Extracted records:

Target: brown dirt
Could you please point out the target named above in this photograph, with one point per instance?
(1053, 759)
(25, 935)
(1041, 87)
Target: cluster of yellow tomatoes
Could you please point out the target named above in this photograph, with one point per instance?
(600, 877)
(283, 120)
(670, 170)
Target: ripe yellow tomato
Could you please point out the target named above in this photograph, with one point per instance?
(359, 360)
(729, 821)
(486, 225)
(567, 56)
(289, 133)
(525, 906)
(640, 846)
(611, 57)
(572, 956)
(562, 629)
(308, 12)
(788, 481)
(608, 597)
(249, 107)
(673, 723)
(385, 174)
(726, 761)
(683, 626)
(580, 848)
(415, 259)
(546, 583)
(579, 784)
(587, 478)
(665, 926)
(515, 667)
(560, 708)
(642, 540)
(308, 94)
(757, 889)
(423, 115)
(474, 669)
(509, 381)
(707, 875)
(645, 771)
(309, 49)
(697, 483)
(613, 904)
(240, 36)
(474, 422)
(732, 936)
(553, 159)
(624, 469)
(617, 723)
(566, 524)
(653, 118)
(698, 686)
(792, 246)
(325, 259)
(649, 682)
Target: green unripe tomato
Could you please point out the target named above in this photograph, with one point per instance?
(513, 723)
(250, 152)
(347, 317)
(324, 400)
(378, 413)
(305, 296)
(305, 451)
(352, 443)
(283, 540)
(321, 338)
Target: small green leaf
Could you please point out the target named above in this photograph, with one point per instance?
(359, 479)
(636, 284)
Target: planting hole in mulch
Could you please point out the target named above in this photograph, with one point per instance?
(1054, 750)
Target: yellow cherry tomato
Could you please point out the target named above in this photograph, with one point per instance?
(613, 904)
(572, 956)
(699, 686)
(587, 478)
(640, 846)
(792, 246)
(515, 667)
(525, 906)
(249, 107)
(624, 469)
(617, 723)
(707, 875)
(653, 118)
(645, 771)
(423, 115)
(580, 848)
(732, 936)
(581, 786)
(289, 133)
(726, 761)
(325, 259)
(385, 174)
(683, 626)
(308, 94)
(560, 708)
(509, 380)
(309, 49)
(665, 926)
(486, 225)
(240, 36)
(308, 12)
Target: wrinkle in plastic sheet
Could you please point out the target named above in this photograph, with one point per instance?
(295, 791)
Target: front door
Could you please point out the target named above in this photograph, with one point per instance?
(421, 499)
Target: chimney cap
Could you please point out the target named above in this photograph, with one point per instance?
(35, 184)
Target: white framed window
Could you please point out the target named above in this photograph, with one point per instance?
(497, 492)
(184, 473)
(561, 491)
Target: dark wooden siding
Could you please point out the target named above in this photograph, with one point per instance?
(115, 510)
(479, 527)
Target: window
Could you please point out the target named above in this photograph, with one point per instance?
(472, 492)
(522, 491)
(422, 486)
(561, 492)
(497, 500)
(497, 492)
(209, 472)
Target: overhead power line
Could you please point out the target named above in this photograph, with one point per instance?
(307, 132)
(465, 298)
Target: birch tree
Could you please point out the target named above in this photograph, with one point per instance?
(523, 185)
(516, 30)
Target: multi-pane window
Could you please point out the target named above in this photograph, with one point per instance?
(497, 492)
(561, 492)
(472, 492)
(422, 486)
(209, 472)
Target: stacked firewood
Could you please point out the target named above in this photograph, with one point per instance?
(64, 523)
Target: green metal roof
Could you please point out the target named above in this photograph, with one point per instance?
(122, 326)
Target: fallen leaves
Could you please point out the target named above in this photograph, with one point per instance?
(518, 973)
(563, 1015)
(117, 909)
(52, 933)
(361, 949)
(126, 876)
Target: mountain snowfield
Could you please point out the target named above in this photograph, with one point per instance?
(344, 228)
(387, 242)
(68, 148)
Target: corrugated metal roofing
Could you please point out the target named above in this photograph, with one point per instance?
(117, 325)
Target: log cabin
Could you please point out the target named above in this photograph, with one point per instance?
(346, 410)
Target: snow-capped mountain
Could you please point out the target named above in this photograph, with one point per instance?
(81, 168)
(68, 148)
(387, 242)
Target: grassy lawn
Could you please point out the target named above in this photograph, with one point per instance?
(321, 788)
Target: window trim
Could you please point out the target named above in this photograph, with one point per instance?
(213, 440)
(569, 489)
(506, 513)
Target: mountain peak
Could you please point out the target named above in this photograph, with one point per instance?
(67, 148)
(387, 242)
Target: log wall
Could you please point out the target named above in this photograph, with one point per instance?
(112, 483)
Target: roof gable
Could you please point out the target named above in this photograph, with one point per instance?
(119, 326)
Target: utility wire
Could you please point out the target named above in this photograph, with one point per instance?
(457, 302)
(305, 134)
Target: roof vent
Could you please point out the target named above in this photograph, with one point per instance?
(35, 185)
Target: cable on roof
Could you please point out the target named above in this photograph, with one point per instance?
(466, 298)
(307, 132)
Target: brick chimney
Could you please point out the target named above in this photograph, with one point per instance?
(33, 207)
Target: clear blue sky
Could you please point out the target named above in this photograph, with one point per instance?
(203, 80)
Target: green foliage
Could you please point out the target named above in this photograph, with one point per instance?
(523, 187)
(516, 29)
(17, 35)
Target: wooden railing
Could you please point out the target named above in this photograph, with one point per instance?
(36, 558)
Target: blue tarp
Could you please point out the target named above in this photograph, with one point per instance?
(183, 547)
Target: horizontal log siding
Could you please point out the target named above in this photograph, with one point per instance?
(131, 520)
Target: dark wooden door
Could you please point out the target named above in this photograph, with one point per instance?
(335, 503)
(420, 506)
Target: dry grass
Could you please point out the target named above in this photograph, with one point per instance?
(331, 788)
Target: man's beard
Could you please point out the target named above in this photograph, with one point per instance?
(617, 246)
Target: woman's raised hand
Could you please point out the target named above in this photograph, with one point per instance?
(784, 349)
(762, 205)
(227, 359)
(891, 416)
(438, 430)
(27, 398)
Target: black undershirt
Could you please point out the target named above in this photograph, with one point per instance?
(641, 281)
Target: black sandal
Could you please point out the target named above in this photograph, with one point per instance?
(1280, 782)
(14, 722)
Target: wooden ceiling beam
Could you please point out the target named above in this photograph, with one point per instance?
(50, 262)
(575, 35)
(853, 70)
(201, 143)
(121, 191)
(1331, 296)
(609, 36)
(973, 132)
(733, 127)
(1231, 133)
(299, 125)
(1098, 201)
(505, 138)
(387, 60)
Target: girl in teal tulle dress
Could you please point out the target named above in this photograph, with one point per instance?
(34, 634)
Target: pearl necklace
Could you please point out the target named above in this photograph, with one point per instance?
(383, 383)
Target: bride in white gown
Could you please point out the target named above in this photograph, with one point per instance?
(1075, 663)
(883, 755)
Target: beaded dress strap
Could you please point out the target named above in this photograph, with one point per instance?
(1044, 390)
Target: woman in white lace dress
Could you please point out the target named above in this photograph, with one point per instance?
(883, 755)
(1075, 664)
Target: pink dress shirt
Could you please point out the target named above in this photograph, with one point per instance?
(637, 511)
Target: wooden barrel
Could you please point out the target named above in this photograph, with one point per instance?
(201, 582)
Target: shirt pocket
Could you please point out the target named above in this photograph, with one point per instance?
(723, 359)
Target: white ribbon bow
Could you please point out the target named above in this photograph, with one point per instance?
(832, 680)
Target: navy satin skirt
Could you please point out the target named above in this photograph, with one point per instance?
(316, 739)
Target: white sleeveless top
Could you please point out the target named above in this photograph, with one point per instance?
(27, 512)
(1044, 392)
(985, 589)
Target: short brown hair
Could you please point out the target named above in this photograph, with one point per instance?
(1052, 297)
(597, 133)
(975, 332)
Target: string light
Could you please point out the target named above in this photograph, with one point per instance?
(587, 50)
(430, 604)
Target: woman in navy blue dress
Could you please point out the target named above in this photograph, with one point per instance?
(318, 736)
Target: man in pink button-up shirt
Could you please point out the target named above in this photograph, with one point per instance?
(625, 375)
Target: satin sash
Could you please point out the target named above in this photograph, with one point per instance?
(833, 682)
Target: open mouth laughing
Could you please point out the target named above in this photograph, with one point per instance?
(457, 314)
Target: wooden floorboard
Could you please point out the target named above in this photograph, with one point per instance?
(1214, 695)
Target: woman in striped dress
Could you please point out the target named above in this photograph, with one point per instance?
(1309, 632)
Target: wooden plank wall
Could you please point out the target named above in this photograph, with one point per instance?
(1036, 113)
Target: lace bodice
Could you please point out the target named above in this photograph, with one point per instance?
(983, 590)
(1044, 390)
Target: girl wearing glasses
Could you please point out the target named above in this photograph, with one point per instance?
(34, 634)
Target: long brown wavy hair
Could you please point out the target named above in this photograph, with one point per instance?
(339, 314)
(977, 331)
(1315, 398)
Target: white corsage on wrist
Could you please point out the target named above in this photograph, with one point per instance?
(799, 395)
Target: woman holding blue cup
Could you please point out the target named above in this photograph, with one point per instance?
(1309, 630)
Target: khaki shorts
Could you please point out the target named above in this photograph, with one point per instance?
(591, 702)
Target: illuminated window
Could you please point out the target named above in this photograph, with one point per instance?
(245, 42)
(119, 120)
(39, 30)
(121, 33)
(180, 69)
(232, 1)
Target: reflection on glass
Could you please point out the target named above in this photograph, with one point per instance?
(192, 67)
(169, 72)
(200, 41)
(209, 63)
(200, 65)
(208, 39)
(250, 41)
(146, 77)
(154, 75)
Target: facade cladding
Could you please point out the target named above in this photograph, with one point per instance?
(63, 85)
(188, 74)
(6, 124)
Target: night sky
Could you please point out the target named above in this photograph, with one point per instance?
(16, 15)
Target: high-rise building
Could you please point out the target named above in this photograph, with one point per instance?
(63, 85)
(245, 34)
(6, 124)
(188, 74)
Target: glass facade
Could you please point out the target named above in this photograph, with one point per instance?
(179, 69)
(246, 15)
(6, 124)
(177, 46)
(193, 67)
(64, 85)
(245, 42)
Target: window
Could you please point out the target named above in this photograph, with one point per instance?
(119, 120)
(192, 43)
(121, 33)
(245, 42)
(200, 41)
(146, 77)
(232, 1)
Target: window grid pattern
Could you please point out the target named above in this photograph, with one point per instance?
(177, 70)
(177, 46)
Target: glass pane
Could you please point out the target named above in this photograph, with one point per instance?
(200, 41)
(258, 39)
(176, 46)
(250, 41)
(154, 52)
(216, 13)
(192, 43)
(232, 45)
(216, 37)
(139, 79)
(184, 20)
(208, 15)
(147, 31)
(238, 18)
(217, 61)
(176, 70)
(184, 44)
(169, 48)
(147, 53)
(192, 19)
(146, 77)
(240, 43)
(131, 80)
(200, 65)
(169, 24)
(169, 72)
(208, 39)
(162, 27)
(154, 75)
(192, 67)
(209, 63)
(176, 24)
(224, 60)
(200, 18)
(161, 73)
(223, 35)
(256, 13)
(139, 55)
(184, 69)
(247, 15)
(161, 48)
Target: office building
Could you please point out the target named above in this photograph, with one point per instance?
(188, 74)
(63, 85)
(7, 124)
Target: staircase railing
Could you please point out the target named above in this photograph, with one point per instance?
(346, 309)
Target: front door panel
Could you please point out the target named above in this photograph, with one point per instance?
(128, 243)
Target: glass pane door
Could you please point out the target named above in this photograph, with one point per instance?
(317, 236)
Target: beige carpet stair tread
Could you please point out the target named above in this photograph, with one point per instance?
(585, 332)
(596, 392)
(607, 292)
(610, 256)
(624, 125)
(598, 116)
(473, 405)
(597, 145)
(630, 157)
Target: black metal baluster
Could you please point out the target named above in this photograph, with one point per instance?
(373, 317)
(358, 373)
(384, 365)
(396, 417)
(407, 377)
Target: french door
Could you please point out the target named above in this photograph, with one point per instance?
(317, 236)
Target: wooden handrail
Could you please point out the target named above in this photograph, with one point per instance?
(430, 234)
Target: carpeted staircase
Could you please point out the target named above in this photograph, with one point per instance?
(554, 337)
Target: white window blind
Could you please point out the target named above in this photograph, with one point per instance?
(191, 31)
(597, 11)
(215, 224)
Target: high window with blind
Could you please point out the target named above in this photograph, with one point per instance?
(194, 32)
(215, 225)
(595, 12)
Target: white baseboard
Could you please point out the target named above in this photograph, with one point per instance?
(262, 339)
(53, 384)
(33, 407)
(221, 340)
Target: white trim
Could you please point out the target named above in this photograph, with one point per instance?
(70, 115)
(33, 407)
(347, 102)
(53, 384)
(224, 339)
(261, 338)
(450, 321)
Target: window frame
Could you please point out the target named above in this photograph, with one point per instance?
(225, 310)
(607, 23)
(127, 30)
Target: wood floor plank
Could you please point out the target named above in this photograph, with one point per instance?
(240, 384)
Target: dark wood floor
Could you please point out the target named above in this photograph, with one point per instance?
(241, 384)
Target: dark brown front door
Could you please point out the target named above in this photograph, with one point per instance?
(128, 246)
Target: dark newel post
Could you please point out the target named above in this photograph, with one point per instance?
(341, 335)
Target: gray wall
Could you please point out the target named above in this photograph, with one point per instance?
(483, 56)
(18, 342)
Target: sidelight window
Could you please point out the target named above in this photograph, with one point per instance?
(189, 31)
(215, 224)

# [Task instructions]
Repeat exactly, and only, the lines from the one containing "Target: french door" through the end of the material.

# [Task response]
Target: french door
Could you please point out the target named above in this photograph, with one point per instance?
(317, 236)
Target: wooden handrail
Could you please point out the target named above in this photograph, with one point per instance?
(430, 234)
Target: carpeted staircase
Could you please point out the target named above in this photograph, with one point per instance?
(554, 337)
Target: white window blind
Could you please point out the target named above in this photograph, with one point per instance?
(191, 31)
(597, 11)
(215, 224)
Target: high window with blind
Could you please point out the target named above in this photograph, with one point per instance?
(194, 32)
(215, 225)
(595, 12)
Target: white baseboard
Could you please point out the target named above in this photograph, with one point per instance?
(262, 339)
(53, 384)
(33, 407)
(221, 340)
Target: white trim
Could you please point out the target named above in this photograph, with one point per instance?
(70, 115)
(33, 407)
(347, 102)
(53, 384)
(224, 339)
(261, 338)
(450, 321)
Target: window frame
Could you please point out the target named above in this photograph, with one point per instance?
(225, 310)
(607, 23)
(127, 30)
Target: wood floor plank
Could you please point out the target named above in this photograph, with one point per instance?
(240, 384)
Target: dark wood floor
Could you please point out the target named above in this photograph, with one point per instance?
(241, 384)
Target: dark brown front door
Could you please point out the target named above in this photograph, with one point per instance?
(128, 246)
Target: dark newel post
Could you please point out the target named above in this photograph, with one point per instance?
(341, 335)
Target: gray wall
Could you please point out the target named above in this photograph, with one point per instance?
(483, 56)
(18, 342)
Target: sidelight window
Could you please point out the target named above in this photograph, with one point per instance?
(189, 31)
(215, 224)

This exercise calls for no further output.